:: TASK GOAL ::
Please extract every line of the material below that contains the string "wall", copying each line in full. Case counts.

BEGIN PROVIDED ENTRIES

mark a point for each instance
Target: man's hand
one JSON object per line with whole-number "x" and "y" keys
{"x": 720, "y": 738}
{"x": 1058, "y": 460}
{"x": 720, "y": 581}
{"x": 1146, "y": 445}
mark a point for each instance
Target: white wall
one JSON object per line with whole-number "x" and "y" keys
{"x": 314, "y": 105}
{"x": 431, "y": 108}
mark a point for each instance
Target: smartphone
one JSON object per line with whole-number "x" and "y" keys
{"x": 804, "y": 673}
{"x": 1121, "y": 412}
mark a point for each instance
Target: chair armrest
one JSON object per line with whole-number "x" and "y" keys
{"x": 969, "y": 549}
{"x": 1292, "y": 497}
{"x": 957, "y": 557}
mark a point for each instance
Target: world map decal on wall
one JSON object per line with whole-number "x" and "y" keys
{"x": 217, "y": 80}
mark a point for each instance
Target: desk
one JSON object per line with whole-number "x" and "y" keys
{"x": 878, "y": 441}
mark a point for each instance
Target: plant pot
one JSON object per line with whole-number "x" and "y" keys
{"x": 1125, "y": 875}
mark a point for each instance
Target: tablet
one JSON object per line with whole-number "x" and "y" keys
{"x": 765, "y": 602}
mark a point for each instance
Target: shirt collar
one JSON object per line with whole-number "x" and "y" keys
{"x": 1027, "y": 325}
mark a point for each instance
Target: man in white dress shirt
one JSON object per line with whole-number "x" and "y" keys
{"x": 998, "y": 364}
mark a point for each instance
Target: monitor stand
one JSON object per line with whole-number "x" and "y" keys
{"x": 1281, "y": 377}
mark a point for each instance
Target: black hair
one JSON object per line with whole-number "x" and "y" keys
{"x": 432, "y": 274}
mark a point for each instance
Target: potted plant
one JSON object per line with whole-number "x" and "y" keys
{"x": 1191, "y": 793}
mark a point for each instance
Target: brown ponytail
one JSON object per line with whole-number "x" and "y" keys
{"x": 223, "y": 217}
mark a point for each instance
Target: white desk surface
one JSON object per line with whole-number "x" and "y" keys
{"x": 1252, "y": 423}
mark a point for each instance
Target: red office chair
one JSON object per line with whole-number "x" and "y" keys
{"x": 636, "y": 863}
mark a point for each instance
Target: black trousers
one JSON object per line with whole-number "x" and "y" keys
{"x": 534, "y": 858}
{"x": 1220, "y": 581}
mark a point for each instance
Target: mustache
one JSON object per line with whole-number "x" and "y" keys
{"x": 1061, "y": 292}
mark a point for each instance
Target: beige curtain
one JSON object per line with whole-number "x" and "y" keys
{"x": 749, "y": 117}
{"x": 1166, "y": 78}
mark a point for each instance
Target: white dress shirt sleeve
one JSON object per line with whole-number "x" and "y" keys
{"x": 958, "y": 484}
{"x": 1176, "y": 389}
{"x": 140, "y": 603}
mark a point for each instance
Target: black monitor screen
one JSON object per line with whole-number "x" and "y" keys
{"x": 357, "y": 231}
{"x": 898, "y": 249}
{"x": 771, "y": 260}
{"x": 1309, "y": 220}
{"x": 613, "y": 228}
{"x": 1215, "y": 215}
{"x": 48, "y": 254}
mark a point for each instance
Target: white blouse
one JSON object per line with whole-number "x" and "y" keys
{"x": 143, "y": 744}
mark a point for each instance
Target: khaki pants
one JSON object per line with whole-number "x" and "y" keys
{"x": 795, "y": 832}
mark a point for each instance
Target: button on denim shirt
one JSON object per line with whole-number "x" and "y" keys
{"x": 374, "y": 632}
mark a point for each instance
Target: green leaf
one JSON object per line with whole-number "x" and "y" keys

END PROVIDED ENTRIES

:: COMPLETED TASK ::
Target: white wall
Target: world map decal on wall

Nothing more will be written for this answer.